Aim: Rewrite the rows below, replacing every occurrence of "report the position" with "give the location" and leaving everything else unchanged.
________________
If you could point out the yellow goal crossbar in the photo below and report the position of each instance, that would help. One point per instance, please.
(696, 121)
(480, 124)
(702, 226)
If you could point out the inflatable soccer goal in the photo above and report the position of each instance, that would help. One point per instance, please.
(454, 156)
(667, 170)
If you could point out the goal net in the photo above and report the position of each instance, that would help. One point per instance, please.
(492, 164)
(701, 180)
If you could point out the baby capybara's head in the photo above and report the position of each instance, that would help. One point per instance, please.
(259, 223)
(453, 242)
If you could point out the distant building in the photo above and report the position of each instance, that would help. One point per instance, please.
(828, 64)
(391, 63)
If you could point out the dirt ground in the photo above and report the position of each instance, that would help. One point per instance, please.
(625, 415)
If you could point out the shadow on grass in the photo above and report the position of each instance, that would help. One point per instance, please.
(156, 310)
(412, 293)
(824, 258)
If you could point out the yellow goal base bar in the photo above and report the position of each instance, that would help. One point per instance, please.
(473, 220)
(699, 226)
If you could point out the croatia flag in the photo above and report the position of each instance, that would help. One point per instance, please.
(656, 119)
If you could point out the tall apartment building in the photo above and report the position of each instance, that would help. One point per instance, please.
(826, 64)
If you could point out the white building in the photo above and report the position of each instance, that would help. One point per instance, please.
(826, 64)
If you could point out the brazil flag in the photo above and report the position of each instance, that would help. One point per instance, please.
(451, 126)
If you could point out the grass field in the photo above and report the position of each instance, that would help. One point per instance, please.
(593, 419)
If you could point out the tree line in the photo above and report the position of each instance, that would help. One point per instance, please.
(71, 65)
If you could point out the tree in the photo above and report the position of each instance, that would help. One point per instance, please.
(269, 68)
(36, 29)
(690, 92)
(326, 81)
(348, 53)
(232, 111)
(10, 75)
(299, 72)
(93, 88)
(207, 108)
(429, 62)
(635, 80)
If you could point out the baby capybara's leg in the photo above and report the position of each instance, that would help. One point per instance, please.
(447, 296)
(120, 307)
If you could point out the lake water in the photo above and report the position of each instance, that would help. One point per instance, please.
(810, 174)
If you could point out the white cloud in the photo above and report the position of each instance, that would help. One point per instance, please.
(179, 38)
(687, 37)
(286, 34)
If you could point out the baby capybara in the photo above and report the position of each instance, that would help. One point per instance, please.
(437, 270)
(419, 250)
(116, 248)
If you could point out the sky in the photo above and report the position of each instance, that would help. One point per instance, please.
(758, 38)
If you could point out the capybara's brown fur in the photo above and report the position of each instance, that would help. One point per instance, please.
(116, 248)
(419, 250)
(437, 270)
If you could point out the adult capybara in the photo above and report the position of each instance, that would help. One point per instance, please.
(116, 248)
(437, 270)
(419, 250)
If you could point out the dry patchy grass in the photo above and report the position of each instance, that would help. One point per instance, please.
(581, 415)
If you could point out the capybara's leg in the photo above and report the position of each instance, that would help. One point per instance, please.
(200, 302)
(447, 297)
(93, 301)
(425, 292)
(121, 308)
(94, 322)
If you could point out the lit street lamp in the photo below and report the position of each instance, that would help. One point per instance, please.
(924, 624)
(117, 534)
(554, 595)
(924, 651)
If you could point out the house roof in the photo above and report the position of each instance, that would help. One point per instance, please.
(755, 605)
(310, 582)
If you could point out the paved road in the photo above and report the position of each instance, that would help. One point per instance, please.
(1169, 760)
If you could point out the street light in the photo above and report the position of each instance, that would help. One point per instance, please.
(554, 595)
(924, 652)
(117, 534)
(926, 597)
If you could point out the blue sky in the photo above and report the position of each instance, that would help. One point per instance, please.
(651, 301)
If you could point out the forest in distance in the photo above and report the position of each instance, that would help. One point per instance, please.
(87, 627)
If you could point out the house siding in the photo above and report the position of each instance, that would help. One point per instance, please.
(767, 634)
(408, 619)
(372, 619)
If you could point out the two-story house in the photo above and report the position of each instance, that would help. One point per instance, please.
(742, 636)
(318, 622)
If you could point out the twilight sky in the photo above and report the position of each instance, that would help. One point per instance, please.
________________
Output of the task:
If you could point out the yellow goal crossbar in the photo below and give the location of each instance, that would help. One point per instance, please.
(696, 121)
(480, 124)
(702, 226)
If you could point out the inflatable soccer goal in the photo above and give the location of each instance, that would help. One point per instance, please.
(454, 156)
(667, 170)
If you could point out the goal net in the photo above and give the location of each instance, that would help. One point per instance, please.
(492, 164)
(701, 180)
If you could point out the baby capybara's head in the photo above and give the location of each instance, that would help. One point per instance, please.
(259, 223)
(453, 242)
If you could point out the distant building in the photo above and give the location of each instance, that would help. One point per instance, please.
(828, 64)
(391, 63)
If you could point out the dirt ground in the photo above and give the location of each instance, that would help. One point per instance, please.
(625, 415)
If you could point out the shadow on grass in the photo above and give the location of each instance, that would help. One point per instance, please.
(156, 310)
(412, 293)
(824, 258)
If you could point out the yellow goal base bar in the photo above and give the location of each instance, that would help. One point per instance, please.
(473, 220)
(699, 226)
If you could point out the croatia flag in the photo above and give the location of each instance, that would help. One point per instance, please.
(656, 119)
If you could point out the tall apartment building in the photo above and give the location of each instance, that would help. One point per instance, please.
(826, 64)
If you could point out the white building in the photo above and give the location of each instance, that would help. One point per instance, please.
(826, 64)
If you could point out the brazil flag in the photo above and give the location of each instance, that would help. One point per instance, please.
(451, 126)
If you could point out the grass field in the photo above and give the location of each instance, that would help. One point per instance, please.
(593, 419)
If you could point out the tree line in the photo above and give the location of each instance, that would help. One point per instance, please.
(71, 65)
If you could point out the tree in the photo above and give the location of each instance, that would help. One point per instance, please.
(269, 68)
(36, 29)
(690, 92)
(326, 81)
(348, 53)
(232, 111)
(10, 75)
(299, 72)
(93, 88)
(207, 108)
(429, 62)
(635, 80)
If you could point out the baby capybara's leg in the photo above and give the location of each instance, that would help. One point per instance, please.
(447, 296)
(120, 307)
If you could point out the lake water in the photo above and give the location of each instance, that would help. One point per instance, please.
(810, 174)
If you could point out the white cloud in the photo above and give the location of each instance, that would help. One point per instance, please.
(179, 38)
(687, 37)
(286, 34)
If you could point out the baby capybara in the photo above and give the location of each instance, that would help. One point per instance, please.
(437, 270)
(419, 250)
(116, 248)
If you could point out the sky in the photo above and give the location of each instance, that would help. One point per instance, please.
(758, 38)
If you could point out the capybara's brown fur in the photo above and give the location of each instance, that would help. One point per instance, please.
(116, 248)
(419, 250)
(437, 270)
If you could point out the adult capybara in the photo above and give the location of each instance, that would help. One point per instance, please.
(116, 248)
(437, 270)
(419, 250)
If you could point out the dry patchy grass in the photo above and give the location of each instance, that would help. One point per instance, please.
(581, 415)
If you could point out the capybara's leg in the photo above and give the location of each instance, that would help. One point per instance, please.
(200, 302)
(447, 297)
(93, 301)
(425, 292)
(121, 308)
(94, 322)
If you could point out the lit street lamp in the photo below and give the location of each instance, that would help. One point per instance, please.
(924, 624)
(117, 534)
(554, 595)
(924, 651)
If you could point out the house roof in the photo above and give the location of each instance, that would help. One point per instance, please.
(755, 605)
(310, 582)
If you could point out the paved road in the photo above and give the location of each instance, that would help. One point per instance, please.
(1169, 760)
If you could point out the street light in the photo above and give the location of each instance, that would help. One point per instance, please.
(554, 595)
(924, 652)
(117, 534)
(926, 597)
If you could point out the blue sky in the photo above and give the location of each instance, that would help. One point per instance, please.
(651, 301)
If you could point out the forest in distance in the photo above and give the location of each instance, that would help. One point per instance, please.
(87, 627)
If you could point out the house siding in the photo above and give the location of each instance, that would help. One point per instance, please.
(767, 634)
(408, 619)
(372, 619)
If you could point out the two-story house in the photo above and give the location of each instance, that would help. One point per instance, please.
(742, 636)
(318, 622)
If you could point out the twilight sky in the photo above and give the location of each instance, that would help. One point per instance, please.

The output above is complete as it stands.